PROBLEM STATEMENT> Extract each line of the items below that contains the string "yellow".

========================================

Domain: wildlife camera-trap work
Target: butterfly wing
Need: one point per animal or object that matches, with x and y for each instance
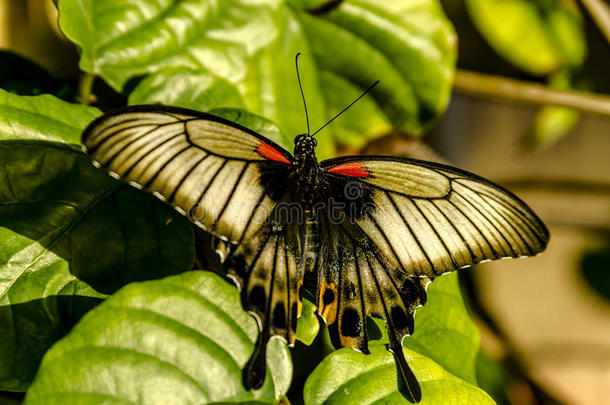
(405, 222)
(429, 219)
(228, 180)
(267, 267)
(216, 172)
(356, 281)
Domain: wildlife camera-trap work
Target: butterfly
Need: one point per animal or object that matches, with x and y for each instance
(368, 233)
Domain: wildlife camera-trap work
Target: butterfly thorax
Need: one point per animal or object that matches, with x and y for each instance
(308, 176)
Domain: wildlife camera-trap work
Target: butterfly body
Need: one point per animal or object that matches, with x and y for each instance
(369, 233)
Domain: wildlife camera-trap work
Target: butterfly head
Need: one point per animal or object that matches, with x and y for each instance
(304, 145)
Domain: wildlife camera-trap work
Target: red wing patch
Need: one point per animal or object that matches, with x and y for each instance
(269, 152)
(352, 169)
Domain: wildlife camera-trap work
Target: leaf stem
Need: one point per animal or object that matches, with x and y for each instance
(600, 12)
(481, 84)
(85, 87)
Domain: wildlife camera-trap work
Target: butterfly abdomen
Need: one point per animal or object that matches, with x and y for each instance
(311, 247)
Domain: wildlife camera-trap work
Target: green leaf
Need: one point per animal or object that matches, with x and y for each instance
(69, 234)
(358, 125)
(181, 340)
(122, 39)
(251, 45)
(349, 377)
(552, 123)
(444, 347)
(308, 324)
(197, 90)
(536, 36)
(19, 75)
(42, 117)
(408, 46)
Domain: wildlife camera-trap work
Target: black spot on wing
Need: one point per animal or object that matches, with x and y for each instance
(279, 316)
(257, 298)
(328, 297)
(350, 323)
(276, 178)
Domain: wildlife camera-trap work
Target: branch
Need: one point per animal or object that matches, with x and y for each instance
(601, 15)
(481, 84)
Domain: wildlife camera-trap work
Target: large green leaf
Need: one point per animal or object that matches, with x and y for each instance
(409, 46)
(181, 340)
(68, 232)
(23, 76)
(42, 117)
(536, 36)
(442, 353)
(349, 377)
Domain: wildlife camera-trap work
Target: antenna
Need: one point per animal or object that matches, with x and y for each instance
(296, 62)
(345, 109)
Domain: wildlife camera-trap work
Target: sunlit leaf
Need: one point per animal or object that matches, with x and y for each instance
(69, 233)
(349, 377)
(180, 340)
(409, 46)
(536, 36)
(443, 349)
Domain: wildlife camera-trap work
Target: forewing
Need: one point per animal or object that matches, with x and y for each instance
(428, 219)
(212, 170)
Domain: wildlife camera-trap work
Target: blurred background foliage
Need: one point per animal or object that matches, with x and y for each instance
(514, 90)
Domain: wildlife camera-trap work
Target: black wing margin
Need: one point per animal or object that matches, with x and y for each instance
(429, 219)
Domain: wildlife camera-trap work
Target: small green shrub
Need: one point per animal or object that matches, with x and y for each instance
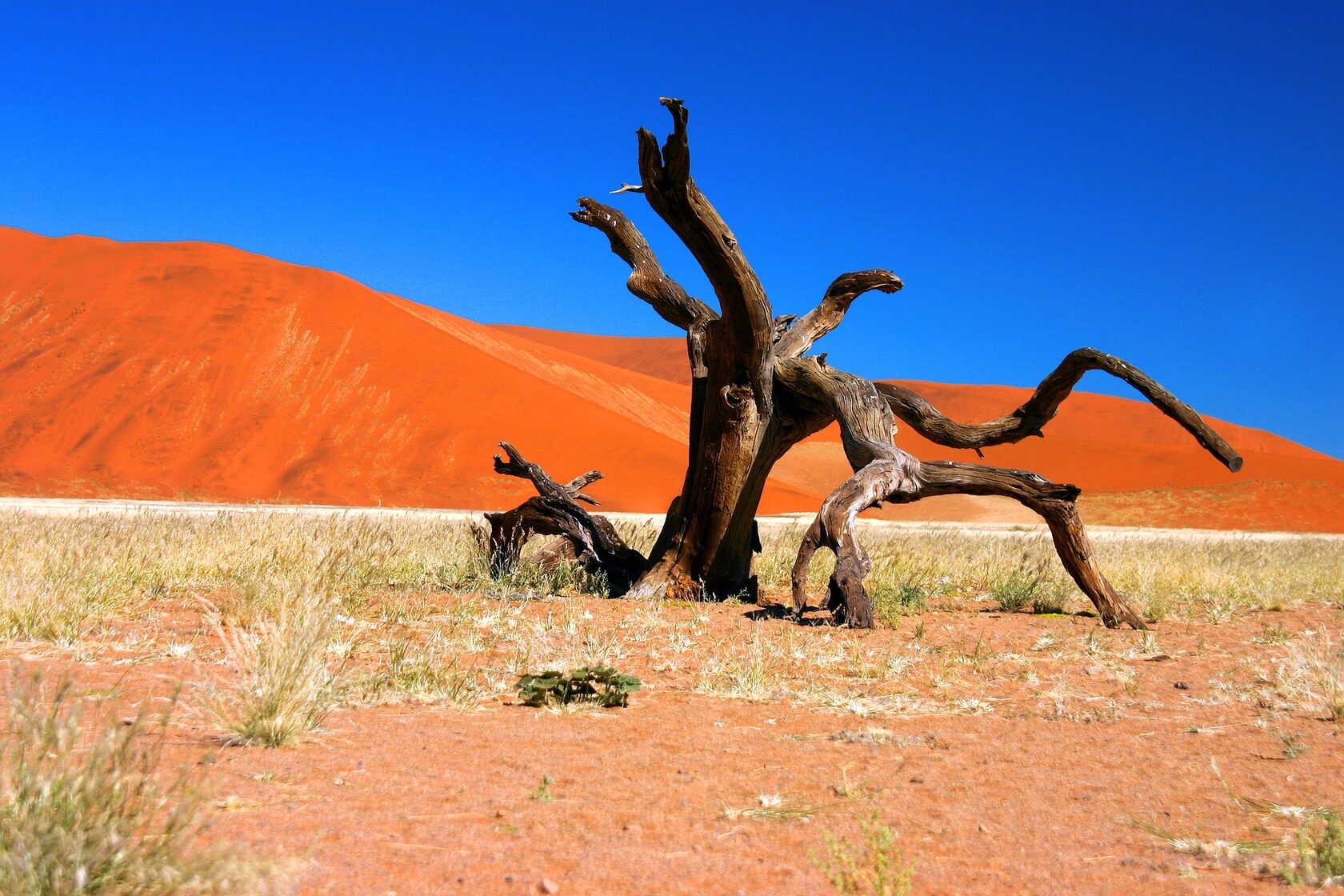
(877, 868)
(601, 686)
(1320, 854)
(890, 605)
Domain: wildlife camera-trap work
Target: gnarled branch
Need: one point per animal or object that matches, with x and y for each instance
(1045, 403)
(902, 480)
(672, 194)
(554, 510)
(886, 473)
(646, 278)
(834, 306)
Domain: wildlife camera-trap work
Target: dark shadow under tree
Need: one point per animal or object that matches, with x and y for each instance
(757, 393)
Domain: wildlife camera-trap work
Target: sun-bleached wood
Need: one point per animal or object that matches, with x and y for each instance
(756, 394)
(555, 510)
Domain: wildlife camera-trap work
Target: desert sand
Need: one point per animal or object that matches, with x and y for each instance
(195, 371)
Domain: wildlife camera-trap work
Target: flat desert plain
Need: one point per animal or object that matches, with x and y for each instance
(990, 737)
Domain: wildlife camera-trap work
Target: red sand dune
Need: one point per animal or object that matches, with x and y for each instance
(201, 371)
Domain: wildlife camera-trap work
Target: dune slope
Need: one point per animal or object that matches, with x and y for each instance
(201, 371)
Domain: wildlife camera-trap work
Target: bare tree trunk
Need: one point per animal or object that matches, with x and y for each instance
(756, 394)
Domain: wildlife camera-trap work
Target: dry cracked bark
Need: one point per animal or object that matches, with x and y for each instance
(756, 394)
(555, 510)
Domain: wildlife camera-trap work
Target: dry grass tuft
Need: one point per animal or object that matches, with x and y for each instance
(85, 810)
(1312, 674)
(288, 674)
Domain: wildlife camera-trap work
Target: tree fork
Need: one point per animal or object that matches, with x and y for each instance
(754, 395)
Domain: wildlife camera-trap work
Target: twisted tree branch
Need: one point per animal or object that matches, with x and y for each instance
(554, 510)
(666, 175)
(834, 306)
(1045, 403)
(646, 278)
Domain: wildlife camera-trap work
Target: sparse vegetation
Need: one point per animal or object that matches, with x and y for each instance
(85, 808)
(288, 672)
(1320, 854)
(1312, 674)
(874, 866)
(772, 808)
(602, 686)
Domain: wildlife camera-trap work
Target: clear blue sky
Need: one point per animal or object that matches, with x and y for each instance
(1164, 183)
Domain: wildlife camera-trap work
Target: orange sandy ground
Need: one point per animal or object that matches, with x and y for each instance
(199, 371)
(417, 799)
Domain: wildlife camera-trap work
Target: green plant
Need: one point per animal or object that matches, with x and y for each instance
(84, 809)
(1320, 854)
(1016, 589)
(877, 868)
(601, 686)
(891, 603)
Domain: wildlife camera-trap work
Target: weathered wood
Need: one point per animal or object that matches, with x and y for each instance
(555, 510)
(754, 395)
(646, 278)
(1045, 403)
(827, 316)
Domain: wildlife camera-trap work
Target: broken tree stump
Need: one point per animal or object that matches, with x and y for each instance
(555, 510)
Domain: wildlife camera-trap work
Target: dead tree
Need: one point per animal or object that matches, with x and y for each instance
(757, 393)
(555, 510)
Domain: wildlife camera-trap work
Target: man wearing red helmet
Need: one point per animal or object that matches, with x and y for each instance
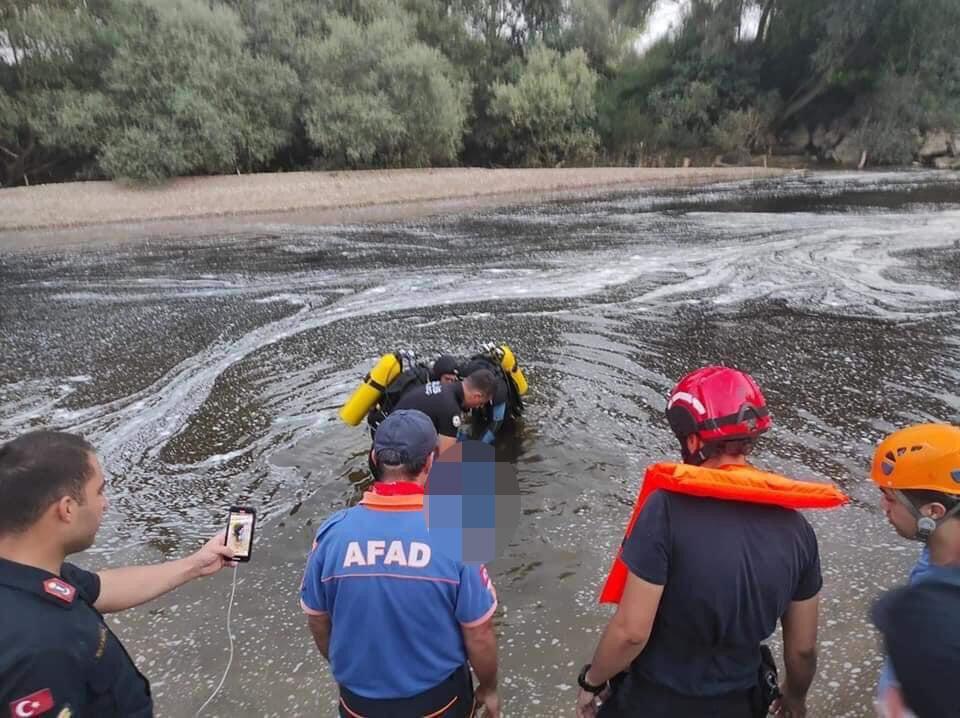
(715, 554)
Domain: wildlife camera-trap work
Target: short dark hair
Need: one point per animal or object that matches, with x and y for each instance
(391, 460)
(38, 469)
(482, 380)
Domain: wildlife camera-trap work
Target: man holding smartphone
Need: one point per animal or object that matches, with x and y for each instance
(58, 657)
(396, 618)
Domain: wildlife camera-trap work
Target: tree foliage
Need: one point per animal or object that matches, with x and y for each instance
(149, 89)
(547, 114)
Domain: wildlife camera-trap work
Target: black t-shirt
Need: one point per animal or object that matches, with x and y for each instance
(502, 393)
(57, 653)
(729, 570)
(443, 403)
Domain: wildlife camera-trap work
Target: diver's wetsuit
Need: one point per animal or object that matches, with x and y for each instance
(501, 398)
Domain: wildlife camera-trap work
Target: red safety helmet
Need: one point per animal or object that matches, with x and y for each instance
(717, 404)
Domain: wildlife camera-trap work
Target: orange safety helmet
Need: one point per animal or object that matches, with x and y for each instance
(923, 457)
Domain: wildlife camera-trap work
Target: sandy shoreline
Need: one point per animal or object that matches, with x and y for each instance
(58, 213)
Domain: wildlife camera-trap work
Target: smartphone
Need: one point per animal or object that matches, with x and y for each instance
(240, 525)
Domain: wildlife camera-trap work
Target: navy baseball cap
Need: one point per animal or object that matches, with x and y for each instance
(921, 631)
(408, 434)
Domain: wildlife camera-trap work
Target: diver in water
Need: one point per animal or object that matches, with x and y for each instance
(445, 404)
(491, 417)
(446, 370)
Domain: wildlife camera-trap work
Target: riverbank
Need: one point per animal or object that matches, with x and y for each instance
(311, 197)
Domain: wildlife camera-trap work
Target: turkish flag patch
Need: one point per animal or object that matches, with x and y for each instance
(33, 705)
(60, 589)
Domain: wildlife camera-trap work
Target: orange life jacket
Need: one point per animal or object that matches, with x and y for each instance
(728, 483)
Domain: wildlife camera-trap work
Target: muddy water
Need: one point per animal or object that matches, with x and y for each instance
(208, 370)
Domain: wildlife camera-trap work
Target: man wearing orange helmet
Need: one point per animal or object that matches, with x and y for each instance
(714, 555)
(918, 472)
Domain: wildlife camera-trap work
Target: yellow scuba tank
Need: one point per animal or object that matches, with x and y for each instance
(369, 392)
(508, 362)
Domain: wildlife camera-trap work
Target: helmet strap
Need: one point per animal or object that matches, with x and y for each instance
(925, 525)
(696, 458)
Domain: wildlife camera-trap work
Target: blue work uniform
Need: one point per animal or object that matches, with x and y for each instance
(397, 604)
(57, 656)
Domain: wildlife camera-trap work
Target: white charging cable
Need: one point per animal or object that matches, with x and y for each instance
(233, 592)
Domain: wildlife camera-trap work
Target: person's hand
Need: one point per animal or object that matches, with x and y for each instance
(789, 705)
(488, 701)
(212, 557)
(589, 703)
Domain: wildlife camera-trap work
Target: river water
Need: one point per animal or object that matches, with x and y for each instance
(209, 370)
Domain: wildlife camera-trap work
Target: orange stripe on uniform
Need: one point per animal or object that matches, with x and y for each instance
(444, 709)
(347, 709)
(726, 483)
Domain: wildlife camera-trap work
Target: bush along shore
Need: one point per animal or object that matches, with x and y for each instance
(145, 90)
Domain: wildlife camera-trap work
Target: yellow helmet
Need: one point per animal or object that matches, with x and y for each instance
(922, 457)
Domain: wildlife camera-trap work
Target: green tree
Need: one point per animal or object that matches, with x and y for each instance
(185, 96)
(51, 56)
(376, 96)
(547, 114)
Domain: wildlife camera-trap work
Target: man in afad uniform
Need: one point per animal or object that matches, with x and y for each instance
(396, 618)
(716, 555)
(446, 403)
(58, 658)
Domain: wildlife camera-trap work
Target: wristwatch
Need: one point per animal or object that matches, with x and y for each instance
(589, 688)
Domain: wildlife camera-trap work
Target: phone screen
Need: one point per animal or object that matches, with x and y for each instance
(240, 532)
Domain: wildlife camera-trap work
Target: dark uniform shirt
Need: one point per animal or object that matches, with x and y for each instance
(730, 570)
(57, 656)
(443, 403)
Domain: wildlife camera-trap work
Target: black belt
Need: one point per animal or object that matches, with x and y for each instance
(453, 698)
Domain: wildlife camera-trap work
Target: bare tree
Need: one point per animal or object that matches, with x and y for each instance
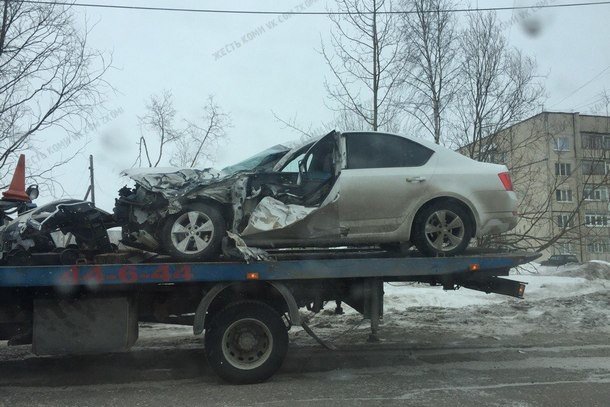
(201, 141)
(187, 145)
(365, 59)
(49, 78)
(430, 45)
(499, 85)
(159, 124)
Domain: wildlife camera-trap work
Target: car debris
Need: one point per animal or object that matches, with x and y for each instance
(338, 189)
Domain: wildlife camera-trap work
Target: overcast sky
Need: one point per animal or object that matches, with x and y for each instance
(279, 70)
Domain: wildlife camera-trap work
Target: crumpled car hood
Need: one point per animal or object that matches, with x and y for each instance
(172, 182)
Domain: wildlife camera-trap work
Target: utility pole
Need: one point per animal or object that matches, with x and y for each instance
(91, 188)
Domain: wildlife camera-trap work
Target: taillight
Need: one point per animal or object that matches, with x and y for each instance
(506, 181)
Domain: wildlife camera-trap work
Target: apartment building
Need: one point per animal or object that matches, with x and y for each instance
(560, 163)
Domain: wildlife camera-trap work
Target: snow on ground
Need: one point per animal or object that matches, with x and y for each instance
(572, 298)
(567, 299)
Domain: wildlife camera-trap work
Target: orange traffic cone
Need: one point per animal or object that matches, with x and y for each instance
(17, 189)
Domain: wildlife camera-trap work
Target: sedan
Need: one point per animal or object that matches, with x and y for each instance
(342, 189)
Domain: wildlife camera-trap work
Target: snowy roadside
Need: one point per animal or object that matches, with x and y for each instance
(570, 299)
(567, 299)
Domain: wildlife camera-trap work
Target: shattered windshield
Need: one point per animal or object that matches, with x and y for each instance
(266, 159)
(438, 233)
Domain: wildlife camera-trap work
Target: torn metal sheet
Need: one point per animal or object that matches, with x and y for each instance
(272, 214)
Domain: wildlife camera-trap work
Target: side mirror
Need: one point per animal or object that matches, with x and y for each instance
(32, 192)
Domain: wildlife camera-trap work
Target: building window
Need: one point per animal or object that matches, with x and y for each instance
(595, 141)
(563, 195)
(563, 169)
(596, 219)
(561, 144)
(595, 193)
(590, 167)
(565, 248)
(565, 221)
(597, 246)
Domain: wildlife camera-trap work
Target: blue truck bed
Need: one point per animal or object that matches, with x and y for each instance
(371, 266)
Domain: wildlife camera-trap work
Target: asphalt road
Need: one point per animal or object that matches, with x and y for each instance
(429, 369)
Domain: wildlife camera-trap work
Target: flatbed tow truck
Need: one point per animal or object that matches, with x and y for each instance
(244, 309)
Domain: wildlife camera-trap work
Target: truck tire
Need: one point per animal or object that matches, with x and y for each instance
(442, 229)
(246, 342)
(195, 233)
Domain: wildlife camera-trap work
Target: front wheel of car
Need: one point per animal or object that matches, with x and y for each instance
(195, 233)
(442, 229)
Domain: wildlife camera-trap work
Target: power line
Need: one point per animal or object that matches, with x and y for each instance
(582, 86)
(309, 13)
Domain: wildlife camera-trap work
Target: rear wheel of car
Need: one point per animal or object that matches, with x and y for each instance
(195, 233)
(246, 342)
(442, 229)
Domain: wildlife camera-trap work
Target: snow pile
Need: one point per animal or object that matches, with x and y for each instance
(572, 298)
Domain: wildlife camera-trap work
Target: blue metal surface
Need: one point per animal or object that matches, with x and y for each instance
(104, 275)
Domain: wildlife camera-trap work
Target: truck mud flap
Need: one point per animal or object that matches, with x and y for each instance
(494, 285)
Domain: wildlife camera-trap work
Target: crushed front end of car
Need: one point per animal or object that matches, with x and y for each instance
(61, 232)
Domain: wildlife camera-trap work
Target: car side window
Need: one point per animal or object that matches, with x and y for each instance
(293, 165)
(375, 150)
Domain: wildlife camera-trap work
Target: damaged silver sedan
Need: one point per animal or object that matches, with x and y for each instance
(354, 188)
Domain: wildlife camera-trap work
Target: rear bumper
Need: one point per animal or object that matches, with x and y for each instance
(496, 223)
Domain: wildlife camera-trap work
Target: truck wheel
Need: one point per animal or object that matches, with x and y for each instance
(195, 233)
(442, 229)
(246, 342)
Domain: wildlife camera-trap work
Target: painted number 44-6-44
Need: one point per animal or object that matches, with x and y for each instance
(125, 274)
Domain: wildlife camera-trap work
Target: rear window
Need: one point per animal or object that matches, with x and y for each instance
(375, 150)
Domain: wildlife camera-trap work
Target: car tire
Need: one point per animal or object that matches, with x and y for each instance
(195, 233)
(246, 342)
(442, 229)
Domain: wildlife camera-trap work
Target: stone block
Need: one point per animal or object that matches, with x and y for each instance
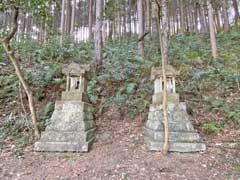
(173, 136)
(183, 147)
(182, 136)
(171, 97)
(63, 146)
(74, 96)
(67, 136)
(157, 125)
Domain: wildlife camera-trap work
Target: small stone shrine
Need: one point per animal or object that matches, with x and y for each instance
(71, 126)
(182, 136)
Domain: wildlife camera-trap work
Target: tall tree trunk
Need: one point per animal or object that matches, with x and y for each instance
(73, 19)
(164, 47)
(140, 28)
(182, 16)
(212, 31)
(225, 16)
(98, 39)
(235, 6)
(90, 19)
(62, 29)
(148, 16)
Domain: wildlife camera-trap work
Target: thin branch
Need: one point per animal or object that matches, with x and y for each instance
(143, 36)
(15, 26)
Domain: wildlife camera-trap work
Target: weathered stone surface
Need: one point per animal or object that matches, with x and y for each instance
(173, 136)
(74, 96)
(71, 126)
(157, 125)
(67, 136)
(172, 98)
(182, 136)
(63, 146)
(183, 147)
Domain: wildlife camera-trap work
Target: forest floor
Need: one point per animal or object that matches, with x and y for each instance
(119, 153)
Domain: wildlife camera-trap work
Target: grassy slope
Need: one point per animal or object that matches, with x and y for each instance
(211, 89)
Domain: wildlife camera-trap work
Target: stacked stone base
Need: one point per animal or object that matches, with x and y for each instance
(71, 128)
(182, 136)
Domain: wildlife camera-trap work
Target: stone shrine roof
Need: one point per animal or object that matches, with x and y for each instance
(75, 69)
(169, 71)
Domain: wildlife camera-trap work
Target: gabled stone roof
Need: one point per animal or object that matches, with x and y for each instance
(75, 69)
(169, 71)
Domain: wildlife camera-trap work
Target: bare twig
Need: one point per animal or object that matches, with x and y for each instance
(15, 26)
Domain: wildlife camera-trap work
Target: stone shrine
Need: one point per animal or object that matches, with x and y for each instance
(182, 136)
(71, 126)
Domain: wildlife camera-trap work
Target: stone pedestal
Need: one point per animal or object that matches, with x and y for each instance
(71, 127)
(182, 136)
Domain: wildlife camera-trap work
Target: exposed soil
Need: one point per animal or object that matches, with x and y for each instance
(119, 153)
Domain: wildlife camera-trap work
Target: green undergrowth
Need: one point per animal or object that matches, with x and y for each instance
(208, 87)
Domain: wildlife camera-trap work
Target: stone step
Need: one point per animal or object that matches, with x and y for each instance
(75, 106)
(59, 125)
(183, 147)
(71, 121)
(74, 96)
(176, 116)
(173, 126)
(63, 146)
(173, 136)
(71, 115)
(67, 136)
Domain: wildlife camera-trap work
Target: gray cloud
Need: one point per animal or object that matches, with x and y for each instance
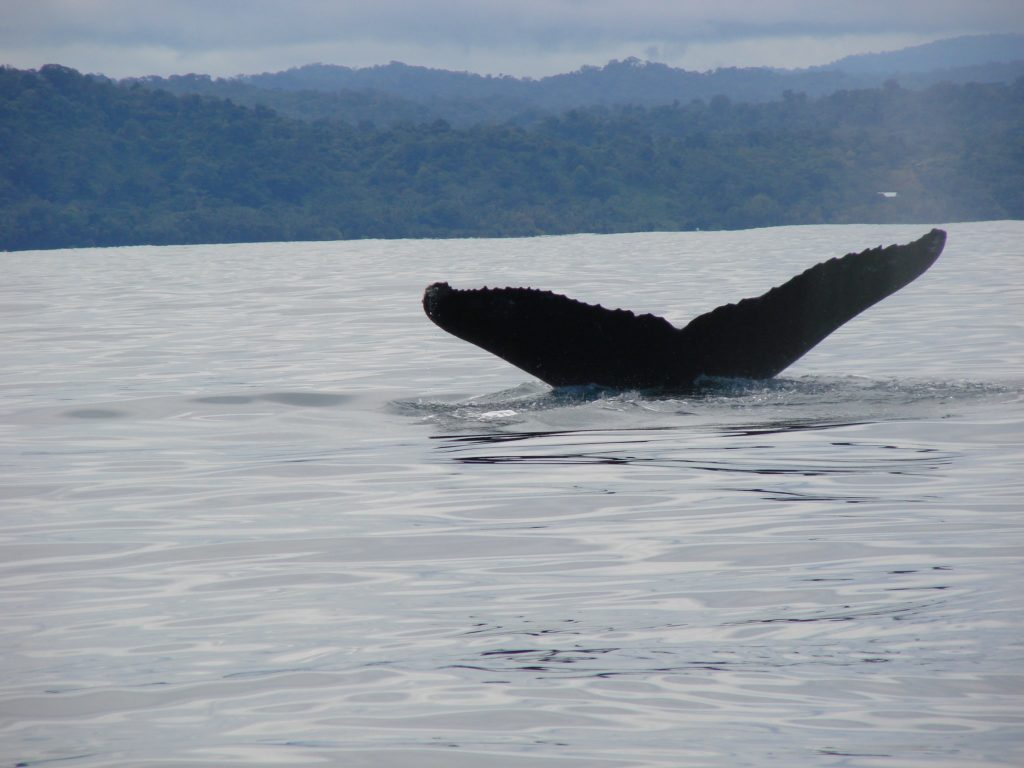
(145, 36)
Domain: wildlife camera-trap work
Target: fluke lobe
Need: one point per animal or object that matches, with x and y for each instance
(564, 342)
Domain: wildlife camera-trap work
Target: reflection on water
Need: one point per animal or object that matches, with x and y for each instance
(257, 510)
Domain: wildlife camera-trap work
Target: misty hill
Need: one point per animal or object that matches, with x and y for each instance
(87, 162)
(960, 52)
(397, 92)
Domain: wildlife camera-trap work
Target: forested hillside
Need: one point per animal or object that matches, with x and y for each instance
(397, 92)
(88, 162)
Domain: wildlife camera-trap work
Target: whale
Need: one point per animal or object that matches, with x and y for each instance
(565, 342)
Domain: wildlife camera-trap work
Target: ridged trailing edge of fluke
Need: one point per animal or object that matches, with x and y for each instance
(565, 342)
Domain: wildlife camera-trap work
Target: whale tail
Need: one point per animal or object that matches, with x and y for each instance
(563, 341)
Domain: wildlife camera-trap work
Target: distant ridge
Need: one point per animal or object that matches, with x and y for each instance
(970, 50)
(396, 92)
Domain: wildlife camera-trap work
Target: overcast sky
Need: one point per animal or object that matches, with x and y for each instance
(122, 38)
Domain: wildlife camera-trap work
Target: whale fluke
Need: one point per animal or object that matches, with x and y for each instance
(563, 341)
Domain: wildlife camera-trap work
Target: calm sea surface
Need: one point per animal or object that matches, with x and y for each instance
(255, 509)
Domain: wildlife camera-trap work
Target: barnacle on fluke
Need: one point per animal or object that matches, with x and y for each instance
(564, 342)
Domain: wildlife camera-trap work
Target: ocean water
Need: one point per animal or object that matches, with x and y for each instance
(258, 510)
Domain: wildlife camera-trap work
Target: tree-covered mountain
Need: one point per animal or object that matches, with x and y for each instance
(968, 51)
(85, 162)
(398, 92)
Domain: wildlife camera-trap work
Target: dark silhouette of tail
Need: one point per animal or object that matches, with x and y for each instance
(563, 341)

========================================

SOLUTION TO THIS EXERCISE>
Target: yellow scuba tank
Target: yellow helmet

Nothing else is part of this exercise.